(Object point labels)

-- begin --

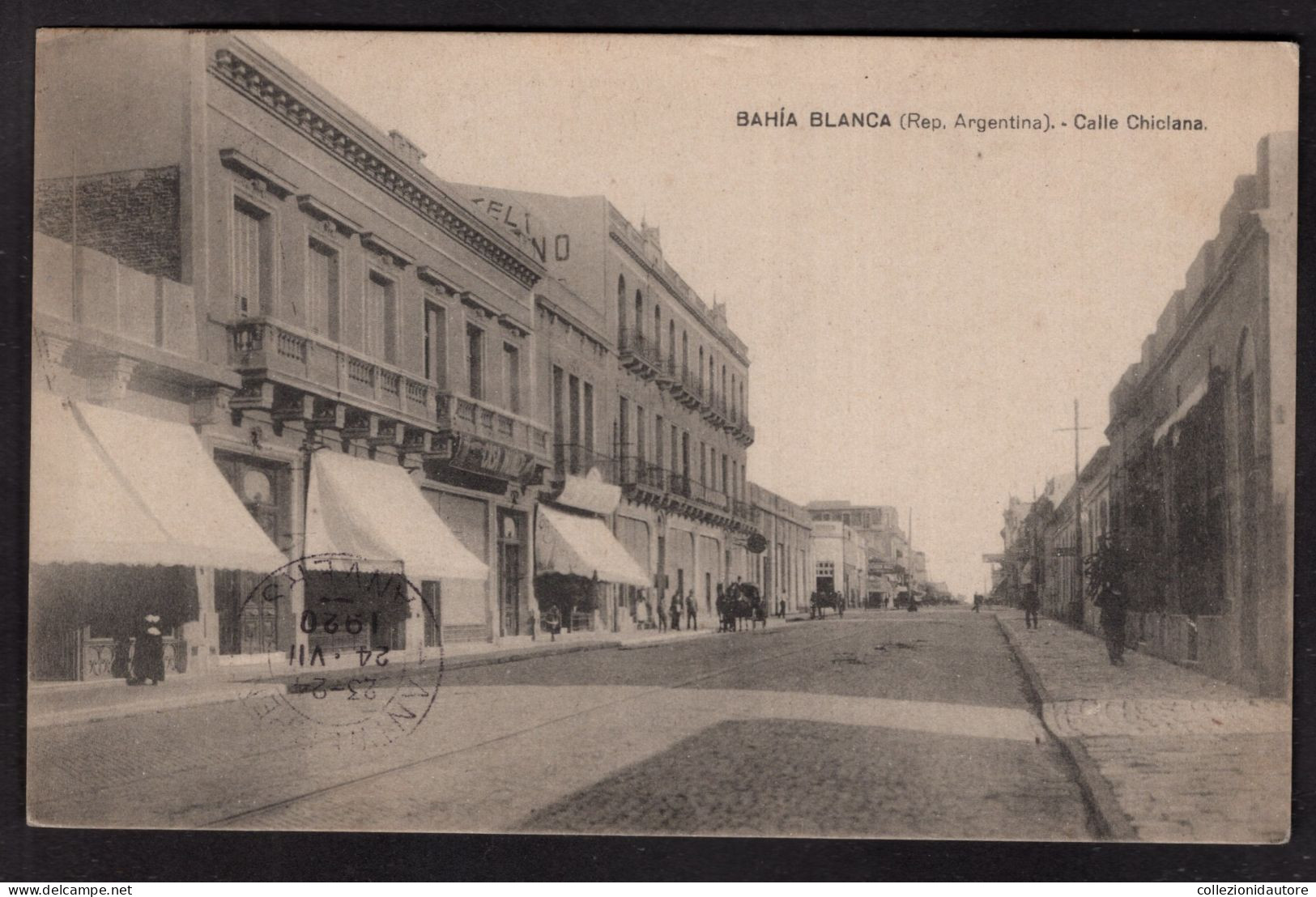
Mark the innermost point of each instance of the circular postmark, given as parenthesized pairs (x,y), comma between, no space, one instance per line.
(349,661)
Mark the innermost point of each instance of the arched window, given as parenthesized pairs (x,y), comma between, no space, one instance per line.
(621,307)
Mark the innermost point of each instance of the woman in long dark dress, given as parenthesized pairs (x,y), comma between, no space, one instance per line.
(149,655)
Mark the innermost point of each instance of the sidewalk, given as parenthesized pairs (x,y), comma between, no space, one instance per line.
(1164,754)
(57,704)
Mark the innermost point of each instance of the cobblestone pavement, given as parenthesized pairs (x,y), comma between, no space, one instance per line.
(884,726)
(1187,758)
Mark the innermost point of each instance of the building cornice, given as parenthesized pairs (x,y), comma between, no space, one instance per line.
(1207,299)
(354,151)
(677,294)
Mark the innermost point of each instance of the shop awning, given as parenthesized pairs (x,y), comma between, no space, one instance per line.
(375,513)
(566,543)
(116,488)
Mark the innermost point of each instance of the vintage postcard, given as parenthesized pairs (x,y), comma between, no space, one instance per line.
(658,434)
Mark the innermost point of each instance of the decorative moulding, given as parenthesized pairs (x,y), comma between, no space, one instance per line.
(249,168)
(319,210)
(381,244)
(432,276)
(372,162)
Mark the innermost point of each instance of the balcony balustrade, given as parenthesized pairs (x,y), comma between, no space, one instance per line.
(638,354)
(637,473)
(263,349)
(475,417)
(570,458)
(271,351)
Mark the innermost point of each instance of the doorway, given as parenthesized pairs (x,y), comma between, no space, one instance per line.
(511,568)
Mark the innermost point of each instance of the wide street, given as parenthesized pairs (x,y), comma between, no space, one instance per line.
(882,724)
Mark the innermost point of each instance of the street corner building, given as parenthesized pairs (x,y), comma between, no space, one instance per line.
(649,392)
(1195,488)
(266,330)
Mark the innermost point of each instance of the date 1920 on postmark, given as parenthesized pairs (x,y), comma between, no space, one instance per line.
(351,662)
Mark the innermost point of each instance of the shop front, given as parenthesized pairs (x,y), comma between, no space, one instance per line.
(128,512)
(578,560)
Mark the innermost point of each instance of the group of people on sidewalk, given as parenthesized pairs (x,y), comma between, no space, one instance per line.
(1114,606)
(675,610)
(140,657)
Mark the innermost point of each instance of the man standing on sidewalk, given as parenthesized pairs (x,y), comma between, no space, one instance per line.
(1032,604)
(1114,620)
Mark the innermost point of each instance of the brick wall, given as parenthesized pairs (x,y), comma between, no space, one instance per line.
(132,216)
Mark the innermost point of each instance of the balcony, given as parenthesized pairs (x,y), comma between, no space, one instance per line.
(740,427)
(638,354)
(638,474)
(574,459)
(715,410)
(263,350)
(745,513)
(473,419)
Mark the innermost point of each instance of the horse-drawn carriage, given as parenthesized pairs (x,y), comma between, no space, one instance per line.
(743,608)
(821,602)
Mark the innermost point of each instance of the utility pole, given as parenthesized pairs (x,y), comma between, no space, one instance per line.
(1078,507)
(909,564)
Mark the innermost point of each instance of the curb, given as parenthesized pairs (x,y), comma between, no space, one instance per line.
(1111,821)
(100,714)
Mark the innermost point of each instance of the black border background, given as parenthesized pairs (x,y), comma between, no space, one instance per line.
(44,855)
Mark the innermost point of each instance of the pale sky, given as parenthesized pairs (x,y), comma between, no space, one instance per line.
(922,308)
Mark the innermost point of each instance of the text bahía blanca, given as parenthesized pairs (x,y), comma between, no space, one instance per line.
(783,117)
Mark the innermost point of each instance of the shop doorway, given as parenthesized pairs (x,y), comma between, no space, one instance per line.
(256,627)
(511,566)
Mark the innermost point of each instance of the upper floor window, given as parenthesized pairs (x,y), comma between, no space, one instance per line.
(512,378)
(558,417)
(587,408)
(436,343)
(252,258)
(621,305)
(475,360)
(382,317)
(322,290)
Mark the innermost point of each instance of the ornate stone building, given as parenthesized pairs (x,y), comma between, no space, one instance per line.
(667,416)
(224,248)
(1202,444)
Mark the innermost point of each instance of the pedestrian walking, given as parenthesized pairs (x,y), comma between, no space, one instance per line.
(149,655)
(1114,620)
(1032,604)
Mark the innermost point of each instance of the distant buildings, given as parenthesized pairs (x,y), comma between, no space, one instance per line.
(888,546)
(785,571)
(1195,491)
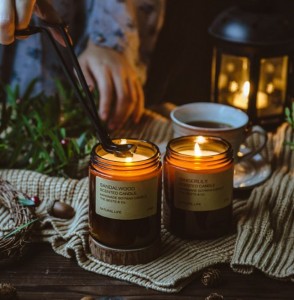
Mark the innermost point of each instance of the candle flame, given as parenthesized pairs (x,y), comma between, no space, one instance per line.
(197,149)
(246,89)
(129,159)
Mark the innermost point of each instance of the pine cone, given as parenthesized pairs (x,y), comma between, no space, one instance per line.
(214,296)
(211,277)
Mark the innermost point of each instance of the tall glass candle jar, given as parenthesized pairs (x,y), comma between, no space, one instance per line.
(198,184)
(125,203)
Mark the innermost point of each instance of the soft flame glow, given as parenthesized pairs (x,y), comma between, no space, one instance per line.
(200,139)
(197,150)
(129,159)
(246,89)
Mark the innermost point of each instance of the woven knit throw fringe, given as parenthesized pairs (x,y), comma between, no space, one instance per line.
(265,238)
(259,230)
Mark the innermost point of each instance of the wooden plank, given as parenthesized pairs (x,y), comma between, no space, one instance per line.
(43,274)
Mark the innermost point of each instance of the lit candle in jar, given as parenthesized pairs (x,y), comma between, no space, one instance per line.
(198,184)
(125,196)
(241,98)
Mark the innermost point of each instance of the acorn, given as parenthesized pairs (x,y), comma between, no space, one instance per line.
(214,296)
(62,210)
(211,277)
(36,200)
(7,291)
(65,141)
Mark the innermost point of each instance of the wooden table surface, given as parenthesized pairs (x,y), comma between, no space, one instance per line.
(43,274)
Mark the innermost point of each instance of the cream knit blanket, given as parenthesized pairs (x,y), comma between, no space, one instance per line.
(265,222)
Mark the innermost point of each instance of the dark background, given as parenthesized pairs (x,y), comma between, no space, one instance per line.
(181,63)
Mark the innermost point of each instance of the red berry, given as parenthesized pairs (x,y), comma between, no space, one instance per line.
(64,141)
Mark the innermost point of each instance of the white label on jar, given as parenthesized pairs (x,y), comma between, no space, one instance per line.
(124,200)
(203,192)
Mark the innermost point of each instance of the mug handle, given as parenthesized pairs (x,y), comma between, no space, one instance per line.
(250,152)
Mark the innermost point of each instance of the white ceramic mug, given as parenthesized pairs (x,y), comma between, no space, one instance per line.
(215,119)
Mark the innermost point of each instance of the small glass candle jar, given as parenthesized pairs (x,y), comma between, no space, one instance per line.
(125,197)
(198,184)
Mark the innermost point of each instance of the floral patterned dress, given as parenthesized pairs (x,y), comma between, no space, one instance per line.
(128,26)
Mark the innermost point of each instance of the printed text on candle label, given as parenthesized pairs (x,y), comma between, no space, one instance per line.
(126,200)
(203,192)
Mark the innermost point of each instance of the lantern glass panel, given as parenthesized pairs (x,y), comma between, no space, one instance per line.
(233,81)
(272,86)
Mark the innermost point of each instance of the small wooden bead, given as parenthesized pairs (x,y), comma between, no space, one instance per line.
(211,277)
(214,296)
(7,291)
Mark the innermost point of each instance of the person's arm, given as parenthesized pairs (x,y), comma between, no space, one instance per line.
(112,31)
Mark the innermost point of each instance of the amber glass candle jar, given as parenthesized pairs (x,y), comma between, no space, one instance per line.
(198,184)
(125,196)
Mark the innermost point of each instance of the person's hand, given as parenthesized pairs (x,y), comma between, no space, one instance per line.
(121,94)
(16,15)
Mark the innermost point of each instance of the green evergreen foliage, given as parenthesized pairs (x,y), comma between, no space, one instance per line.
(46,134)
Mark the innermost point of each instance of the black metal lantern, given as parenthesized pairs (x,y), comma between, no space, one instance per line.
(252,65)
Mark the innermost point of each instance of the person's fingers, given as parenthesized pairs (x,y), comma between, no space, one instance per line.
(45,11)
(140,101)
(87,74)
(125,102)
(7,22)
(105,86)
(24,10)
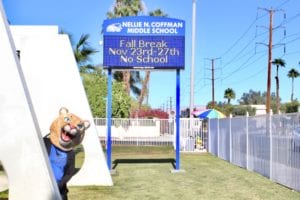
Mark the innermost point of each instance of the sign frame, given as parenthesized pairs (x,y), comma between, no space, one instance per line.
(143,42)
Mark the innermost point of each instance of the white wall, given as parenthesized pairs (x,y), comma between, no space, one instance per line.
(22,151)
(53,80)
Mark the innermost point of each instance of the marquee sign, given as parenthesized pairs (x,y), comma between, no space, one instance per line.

-- end --

- **GOAL OF THE EXERCISE**
The lines to repeat run from the line containing "person's fingers, given" through the last line of the material above; give them exactly, without the pictures.

- **ANSWER TO THIS TASK**
Mark the innermost point of each instance of the person's fingers, given as parenthesized pairs (x,y), comma between, no space, one instance per line.
(45,11)
(140,101)
(87,74)
(125,102)
(7,22)
(105,86)
(24,10)
Mark the innermost point of each instance of the sign frame, given as parenthesized pairs (x,y), comma between, no space, one instance per line.
(143,42)
Mark the innermost point of each instance of the white wall, given as parenthesized pairs (x,y), comma between, no space, one instance per line.
(22,151)
(53,80)
Mark the innermost point of each instance of the marquee sign, given as parenthesized pairs (x,y), comma between, no space, one instance per line.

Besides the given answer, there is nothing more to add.